Recorded data
Content starts

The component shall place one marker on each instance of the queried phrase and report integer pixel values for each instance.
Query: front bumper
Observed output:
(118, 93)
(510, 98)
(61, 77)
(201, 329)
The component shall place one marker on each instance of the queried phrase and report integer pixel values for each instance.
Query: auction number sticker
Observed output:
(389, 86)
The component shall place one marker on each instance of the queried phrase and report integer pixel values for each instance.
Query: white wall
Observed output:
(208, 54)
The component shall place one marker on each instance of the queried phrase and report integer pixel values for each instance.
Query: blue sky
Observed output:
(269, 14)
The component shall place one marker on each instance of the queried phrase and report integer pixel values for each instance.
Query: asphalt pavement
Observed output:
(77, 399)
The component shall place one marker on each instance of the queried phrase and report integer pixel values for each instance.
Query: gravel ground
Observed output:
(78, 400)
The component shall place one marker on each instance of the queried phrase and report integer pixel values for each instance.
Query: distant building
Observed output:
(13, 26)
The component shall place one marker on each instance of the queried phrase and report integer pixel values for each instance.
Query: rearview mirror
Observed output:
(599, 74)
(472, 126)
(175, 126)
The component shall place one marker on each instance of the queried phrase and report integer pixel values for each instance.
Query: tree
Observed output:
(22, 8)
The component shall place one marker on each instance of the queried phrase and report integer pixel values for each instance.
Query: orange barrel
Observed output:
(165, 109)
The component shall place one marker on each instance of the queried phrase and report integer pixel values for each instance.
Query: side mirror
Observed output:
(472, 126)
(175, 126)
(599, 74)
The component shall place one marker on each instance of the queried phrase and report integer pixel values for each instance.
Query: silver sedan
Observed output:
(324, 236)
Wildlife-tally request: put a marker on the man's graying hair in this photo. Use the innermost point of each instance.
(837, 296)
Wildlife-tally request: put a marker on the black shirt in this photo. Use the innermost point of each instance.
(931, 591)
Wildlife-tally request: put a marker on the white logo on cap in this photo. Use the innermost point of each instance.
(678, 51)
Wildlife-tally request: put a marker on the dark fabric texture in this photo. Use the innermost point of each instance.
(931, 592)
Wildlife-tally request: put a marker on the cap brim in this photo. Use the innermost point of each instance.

Content ends
Content starts

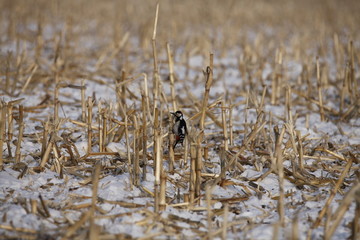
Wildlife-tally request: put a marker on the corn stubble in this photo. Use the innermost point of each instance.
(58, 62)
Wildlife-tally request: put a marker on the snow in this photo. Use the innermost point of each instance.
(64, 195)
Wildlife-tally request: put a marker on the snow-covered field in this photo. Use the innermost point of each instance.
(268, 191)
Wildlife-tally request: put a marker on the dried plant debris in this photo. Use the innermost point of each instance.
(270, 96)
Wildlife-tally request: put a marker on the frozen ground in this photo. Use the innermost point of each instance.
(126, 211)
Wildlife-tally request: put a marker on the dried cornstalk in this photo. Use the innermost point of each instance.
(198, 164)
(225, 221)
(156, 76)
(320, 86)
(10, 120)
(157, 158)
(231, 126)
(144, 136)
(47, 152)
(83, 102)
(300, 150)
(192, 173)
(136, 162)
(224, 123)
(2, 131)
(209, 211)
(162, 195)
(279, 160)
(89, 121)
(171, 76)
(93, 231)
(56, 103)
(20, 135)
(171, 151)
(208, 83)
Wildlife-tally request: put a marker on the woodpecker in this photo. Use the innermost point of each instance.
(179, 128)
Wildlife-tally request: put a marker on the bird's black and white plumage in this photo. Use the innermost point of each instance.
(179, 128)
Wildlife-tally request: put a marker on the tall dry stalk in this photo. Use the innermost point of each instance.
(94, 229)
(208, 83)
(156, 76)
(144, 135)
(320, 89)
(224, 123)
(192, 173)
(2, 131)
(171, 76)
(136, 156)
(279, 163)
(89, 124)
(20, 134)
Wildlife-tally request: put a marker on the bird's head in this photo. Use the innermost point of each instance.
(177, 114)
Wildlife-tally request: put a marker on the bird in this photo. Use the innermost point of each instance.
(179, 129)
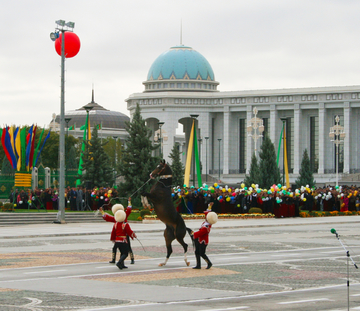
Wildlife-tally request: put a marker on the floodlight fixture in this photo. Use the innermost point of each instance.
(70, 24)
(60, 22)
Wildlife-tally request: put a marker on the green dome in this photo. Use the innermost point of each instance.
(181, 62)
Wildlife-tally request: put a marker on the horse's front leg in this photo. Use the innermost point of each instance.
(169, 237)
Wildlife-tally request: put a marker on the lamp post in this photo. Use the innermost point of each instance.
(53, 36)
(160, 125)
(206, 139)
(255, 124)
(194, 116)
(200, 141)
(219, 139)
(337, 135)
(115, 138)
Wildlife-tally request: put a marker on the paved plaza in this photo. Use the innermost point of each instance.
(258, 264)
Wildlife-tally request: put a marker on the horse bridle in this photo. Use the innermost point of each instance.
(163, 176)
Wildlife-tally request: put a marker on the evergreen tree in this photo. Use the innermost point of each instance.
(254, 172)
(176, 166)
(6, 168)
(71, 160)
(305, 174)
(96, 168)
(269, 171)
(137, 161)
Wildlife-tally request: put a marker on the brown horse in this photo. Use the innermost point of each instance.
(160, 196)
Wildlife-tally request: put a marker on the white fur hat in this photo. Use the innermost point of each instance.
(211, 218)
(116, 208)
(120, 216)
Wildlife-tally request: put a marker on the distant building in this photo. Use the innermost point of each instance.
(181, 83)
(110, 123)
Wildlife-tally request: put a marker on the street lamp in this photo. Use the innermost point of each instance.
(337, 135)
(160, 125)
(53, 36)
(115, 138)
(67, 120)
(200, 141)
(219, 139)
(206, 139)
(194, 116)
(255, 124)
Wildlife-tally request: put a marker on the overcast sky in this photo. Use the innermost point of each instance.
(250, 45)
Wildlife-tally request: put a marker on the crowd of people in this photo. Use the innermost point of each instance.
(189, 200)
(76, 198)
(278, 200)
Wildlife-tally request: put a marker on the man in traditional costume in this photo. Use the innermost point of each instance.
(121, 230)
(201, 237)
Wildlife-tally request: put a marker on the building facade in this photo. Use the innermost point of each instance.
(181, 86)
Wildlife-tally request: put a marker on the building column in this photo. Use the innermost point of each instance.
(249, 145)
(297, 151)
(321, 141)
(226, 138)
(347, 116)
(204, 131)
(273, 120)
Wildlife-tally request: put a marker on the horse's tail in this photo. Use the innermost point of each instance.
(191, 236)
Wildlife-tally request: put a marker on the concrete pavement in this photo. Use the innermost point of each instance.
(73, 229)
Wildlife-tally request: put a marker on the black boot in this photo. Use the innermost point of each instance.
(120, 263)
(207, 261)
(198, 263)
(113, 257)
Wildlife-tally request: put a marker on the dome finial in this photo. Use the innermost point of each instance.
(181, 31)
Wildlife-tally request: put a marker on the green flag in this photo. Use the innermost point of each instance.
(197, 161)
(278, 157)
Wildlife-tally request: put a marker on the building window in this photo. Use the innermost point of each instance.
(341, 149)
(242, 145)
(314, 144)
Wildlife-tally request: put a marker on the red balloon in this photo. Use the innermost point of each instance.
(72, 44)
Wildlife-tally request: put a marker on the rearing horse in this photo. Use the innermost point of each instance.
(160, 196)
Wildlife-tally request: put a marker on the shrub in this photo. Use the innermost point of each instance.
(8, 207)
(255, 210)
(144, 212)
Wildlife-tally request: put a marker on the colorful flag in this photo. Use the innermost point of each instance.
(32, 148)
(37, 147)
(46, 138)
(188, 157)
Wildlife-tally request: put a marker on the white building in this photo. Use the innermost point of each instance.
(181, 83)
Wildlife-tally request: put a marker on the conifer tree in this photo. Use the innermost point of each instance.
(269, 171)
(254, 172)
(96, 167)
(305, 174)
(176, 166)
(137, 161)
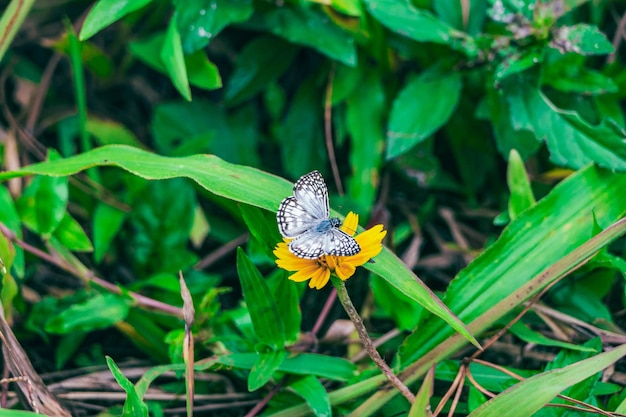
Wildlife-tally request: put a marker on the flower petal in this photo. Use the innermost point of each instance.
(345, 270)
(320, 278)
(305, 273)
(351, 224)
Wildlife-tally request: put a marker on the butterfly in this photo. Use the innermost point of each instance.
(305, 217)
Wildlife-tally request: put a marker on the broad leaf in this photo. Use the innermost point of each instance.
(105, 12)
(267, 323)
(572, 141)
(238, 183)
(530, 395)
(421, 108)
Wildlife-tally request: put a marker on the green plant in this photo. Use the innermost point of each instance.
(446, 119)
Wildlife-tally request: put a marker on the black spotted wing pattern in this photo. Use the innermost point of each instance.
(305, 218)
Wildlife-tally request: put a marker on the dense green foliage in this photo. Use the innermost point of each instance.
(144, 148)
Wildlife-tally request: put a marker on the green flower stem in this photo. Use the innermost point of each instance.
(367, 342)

Content ends

* Task item *
Tally every line of the entries that contains the word "mirror", and respond with that number only.

* Final answer *
2